## 課題:
下の一覧の「pin」をすべて「marker」に置き換え、ほかは一字も変えずに書き直せ。

## データセット一覧:
============

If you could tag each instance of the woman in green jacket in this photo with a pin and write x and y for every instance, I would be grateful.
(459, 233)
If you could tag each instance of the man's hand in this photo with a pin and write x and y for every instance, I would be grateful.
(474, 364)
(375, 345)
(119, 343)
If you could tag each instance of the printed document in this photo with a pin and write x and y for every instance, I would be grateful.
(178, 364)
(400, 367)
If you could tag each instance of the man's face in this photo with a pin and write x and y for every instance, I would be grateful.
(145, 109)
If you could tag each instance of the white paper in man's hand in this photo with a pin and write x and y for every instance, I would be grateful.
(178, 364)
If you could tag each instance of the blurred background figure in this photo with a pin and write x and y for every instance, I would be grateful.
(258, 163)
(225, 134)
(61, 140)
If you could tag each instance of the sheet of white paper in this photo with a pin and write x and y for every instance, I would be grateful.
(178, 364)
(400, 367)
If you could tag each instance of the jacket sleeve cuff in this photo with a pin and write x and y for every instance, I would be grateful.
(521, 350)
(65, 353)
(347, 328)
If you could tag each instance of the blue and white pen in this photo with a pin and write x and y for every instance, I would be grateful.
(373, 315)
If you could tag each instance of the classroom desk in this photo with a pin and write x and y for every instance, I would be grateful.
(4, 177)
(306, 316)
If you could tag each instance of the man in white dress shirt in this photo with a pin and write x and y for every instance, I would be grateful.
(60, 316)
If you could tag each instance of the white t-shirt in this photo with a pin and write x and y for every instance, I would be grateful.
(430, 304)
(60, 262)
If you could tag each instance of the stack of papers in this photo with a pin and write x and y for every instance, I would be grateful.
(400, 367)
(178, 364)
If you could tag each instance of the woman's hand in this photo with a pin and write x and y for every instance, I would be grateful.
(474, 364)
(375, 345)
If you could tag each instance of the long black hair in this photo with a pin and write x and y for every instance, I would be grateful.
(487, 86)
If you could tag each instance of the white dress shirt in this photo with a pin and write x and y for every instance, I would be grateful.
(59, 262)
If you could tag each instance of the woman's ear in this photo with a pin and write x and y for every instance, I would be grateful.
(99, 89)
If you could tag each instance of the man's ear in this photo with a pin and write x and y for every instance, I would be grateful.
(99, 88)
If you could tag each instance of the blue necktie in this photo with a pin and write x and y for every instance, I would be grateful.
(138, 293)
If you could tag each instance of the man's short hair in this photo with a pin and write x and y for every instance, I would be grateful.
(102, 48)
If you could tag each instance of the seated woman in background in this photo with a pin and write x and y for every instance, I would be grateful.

============

## 正解:
If you could tag each instance of the woman in green jacket in this photo with a marker and write x and y for every instance, I would be grateful.
(459, 233)
If you could tag each instance of the man's hand in this photo with a marker and write x and y for every instance, I would be grateful.
(474, 364)
(375, 345)
(119, 343)
If you could tag each instance of the printed document in this photo with a marker and write x and y for every instance, I would be grateful.
(178, 364)
(400, 367)
If you could tag each instance of the man's face in this photo with a marker and write x and y for every instance, I would be grateful.
(145, 109)
If you could tag each instance of the white paper in man's hand in this photo with a marker and write x and y for every instance, I would be grateful.
(178, 364)
If you could tag each instance of the blurred background figure in this photo with a marker and write x and y for every instance, I would be grateful.
(258, 163)
(225, 134)
(61, 140)
If you could tag each instance of the sheet of white paper in this photo with a marker and write x and y for every instance, I would be grateful.
(178, 364)
(400, 367)
If you could tag each instance of the jacket sleeve cuff in this photo with a marker and write x and y for every instance, I would be grateful.
(521, 350)
(65, 353)
(347, 328)
If you could tag each instance of the blue and white pen in this photo with a marker and write x and y for every instance, I would be grateful.
(373, 315)
If you could tag each instance of the classroom desk in this photo with a marker and write x and y for every instance, I would be grateful.
(4, 177)
(306, 316)
If you could tag each instance of the man in white dress shirt in this photo with a marker and write x and y for every instance, I would be grateful.
(60, 316)
If you could tag each instance of the white t-shirt in this photo with a marker and write x and y for every instance, I would be grateful.
(430, 304)
(60, 262)
If you could tag each instance of the stack of papers in this photo with a marker and write x and y for every instance, I would be grateful.
(400, 367)
(178, 364)
If you could tag each instance of the woman's hand in this photo with a marker and write x and y for every instance, I would be grateful.
(474, 364)
(375, 345)
If you could tag each instance of the long black hair in this photo with a marker and write x and y for every instance, I would be grateful.
(487, 86)
If you could tag each instance of the white dress shirt in this photo with a marker and write x and y for every instance, I would be grateful.
(59, 262)
If you could tag each instance of the woman's ear in this photo with a marker and write x and y for every instance, I would be grateful.
(99, 89)
If you could tag each instance of the man's ear in this photo with a marker and write x and y for every instance, I would be grateful.
(99, 88)
If you could tag each instance of the blue necktie in this photo with a marker and write x and y for every instance, I would be grateful.
(138, 293)
If you could tag each instance of the man's short hair in this photo with a marker and write x and y for every instance, I would be grateful.
(102, 48)
If you could tag each instance of the seated woman in background in this photo with a marker and write x and y for every instance, I would be grateful.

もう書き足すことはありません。